Required work: Identify and copy each line of the records below that contains the word "circular".

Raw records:
— Start —
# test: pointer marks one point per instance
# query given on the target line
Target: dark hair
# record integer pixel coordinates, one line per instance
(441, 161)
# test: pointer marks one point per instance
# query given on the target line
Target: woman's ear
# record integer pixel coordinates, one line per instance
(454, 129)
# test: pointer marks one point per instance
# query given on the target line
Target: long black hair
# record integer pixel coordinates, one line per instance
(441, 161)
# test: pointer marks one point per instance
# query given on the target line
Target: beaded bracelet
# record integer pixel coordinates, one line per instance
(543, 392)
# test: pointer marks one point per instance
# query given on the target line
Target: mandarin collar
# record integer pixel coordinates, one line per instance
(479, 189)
— End —
— Start —
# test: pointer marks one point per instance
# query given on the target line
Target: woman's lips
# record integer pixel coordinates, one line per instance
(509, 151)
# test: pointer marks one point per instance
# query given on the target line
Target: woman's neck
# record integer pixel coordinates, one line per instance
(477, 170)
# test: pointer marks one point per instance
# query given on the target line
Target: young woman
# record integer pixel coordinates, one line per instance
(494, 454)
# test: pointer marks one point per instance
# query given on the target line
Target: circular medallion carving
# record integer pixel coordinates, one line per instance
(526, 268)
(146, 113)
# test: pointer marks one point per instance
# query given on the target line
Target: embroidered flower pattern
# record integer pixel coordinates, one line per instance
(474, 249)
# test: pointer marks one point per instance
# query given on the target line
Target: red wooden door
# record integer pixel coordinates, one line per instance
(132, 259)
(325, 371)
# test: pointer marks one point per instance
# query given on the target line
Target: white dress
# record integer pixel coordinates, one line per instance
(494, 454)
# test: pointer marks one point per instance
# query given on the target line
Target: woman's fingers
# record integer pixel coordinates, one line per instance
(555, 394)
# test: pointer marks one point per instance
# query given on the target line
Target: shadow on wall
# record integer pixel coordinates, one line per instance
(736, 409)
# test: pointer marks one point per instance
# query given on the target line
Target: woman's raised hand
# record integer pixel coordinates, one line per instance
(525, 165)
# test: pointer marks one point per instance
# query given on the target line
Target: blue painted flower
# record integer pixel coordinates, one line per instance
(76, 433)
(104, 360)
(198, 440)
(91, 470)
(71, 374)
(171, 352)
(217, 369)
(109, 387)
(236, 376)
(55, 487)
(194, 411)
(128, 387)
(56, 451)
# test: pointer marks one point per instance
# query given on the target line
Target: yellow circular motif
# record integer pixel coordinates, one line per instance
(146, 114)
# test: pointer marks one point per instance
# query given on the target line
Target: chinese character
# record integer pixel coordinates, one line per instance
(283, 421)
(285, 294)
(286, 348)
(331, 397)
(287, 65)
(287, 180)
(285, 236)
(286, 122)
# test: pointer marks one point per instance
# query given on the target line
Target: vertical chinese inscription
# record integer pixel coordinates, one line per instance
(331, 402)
— End —
Written solution:
Target: circular medallion carving
Target: yellow circular motif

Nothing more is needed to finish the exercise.